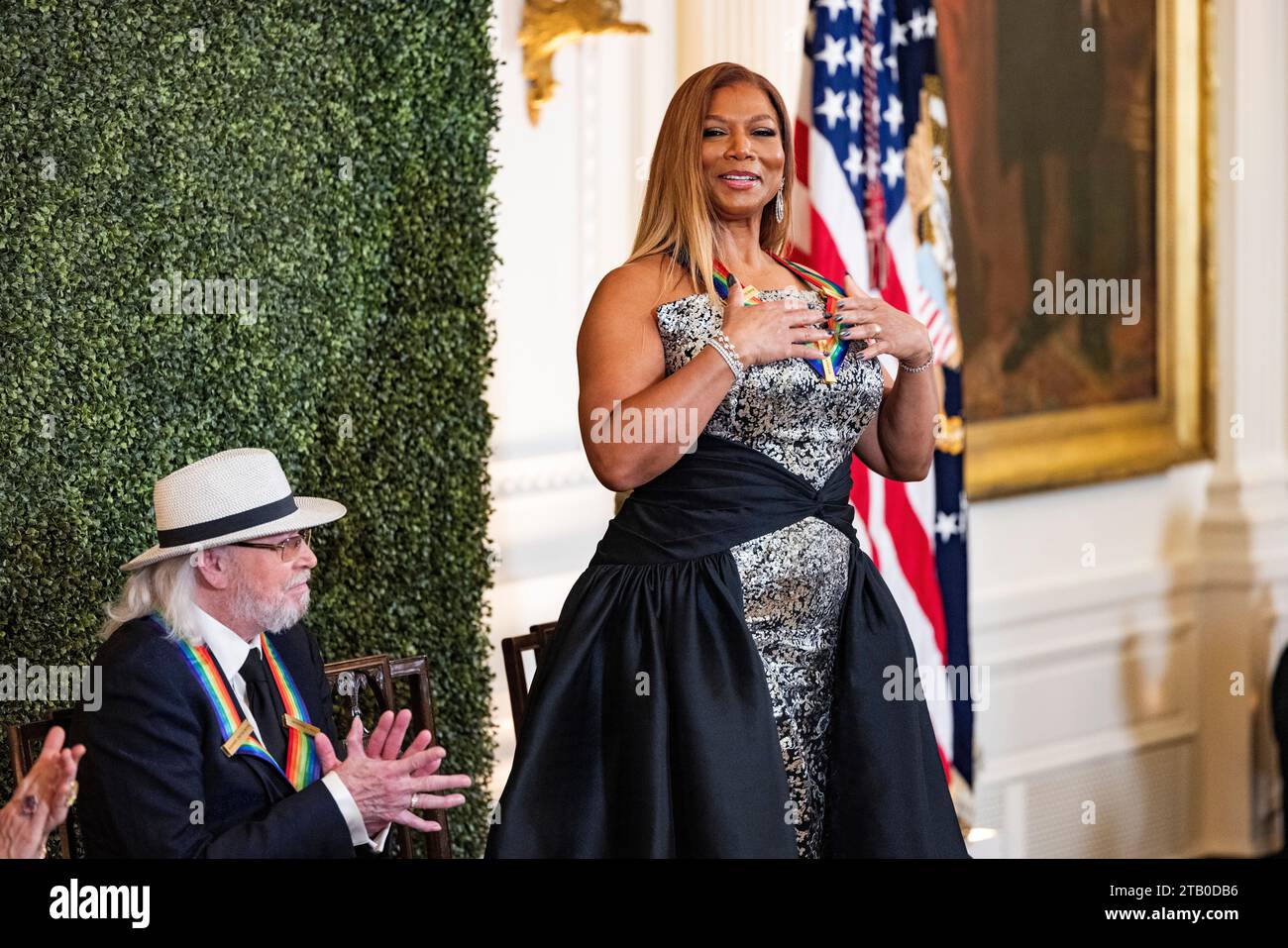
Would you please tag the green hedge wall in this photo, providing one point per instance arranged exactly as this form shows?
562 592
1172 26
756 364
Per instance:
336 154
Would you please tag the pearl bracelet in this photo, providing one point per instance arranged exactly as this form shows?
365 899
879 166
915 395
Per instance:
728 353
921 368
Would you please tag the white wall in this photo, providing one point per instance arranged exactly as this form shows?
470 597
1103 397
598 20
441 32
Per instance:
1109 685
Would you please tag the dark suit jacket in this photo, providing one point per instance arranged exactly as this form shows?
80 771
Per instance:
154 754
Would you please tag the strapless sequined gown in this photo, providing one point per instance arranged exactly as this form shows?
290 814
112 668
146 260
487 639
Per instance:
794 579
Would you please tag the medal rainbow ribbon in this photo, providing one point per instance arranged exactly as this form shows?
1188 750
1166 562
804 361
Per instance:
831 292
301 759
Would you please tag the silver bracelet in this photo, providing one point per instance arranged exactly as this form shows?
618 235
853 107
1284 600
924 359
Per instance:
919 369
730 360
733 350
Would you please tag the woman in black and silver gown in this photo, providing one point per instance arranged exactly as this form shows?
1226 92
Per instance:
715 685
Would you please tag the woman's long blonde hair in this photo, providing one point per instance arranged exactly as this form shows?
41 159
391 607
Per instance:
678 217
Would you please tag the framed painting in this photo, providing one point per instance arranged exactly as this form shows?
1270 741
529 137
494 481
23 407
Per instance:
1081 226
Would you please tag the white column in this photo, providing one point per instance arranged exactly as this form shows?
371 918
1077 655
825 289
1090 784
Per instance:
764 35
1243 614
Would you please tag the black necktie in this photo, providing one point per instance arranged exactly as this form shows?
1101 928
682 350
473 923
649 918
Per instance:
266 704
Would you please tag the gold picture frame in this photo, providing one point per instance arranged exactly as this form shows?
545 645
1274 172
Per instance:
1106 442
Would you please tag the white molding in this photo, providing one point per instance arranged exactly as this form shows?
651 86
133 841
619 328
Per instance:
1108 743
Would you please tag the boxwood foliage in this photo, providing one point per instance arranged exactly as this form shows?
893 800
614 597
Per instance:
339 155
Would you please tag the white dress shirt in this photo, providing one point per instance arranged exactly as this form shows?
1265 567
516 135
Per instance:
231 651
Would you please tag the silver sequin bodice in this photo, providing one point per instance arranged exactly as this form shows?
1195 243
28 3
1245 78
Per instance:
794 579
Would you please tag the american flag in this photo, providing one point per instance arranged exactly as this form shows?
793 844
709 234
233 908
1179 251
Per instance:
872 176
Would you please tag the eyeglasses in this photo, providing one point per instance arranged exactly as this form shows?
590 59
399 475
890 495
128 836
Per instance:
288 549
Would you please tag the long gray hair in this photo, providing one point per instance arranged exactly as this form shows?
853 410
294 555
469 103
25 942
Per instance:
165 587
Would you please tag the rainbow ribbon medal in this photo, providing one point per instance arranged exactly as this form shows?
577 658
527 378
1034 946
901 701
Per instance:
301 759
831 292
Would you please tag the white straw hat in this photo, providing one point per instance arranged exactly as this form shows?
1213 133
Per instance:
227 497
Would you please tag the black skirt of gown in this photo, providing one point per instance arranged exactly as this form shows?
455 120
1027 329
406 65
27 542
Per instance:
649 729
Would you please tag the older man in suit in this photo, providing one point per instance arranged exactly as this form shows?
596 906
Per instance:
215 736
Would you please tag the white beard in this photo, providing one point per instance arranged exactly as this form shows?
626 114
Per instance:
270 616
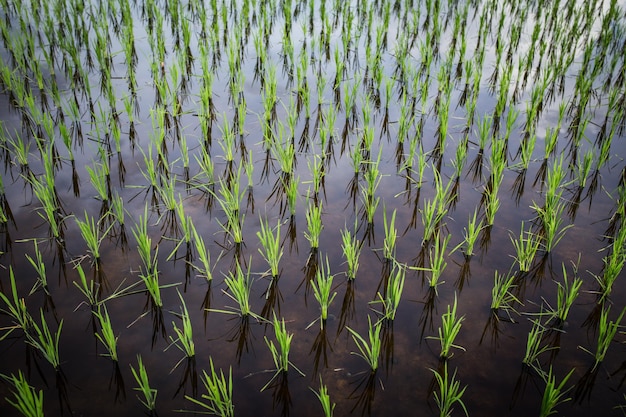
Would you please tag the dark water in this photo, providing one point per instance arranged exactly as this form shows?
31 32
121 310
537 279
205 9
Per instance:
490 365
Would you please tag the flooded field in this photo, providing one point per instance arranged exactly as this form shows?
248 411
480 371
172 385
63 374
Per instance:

**********

Your copy of the data should match it exactly, except that pictures are left out.

Would you please tag the green hedge wall in this photo, providing one point per instance arranged exactly as this form shows?
562 592
1172 26
756 364
Per instance:
336 154
Would you please tag the pearl bracelet in this photo, providing one point per instance arranged exactly as this form shows?
365 899
879 166
915 395
Per instance:
728 353
921 368
Would you please tag the white wall in this photo, providing one point per instance arranged exactly as this form shows?
470 597
1103 397
598 20
441 32
Per instance:
1109 685
Would you please tag the dark suit jacket in this photo, providing one point per instance arranged exactly as this form shows?
80 771
Per instance:
154 754
Would you please tag the strapless sequined gown in this photo, providing one point per instance arranged exactly as this form shows?
290 814
112 668
146 260
487 639
Per instance:
794 579
Would you please tag the medal rainbow ribbon in this photo, providing one point per instance arranged exactly as this form shows?
1188 750
1166 562
804 361
Per instance:
831 292
301 759
Would you please tag the silver bracelet in this photo, providing one point per instance arranged exactly as this form shows?
618 235
853 107
1284 600
924 359
Per instance:
919 369
730 360
733 350
Would you please tag the woman in black and silver gown in this photo, providing one point per instance arranged exactly as this form shows?
1226 92
Per instance:
715 685
Would you please tag the woman's long blonde hair in this photo, providing one point per instance arranged exactly as this form shows?
41 159
391 607
Per instance:
678 217
Would you please tag the framed painting in this photo, providing one point per instance arranged exactly as this form shows?
1270 741
529 137
494 481
23 407
Per instance:
1081 226
Would you please tag the white column in this photo, providing one point per instance arranged exactly as this form shows?
371 918
1077 655
825 289
1090 784
Per instance:
764 35
1243 614
Would you please tag the black necktie in this photo, providing one point per instance arranged exactly as this form shows?
1101 928
682 350
473 923
649 918
Per instance:
266 704
Would you please tag the gold picture frame in this photo, providing one point per instance arranged exactly as this form shows?
545 645
1274 172
Per instance:
1106 442
Would you please tag the white molding in this photo, providing one point per instance arranged exactly as this form shows?
651 86
133 841
619 328
Per instance:
1108 743
Would you please tag the boxwood foliage in this photo, providing one point per instance arranged exactly as this form shows?
893 800
614 597
Per instance:
339 155
Would you please tag the white dress shirt in this photo, providing one point per instance arranged exactly as this form shows?
1265 567
516 135
Per instance:
231 651
Would you please tag the silver sequin bodice in this photo, providing one point per instance arranged exactly as this form shows?
1195 243
28 3
1245 78
Per instance:
794 579
Would you please tag the american flag in this photo, providing one point per instance arranged exactly as this form shows?
793 844
709 234
233 908
1179 251
Per instance:
872 176
Would you please tag the eyeglasses in this photo, providing one point per instance arranged exactly as this form shows?
590 59
399 475
890 495
128 836
Per instance:
288 549
Would you please tag the long gray hair in this photo, providing one point per instance arranged exactly as this form shows?
853 410
294 555
469 103
25 942
Per instance:
165 587
Would you please tag the rainbow ribbon medal in this photo, providing one point per instance arranged exactly as this form shows?
577 658
527 378
1034 946
901 701
Per instance:
301 759
831 292
Would you please tag the white straw hat in this photo, providing one point per instance arranged exactly as this form shows?
1213 133
Per instance:
227 497
Would you please tag the black skirt of gown in this photo, providing one point per instance arranged exactly as this form shows?
455 120
1027 329
406 65
27 542
Per instance:
649 729
Would you please tag the older man in suit in this photo, providing one point per instance arranged exactly as this form shows?
596 906
Per instance:
215 736
Would you please tag the white beard in this photo, providing one point per instance arranged exactly as this form shows?
626 114
Per instance:
270 616
Would you please tag the dark water in this photo, providing one point per instance arranged exactly as this form shows?
31 32
121 310
537 279
205 9
Per instance:
490 365
Would you please tag the flooded field in this photo, providing one point per instance arranged exactly as this form shows?
248 411
480 371
172 385
63 374
Per instance:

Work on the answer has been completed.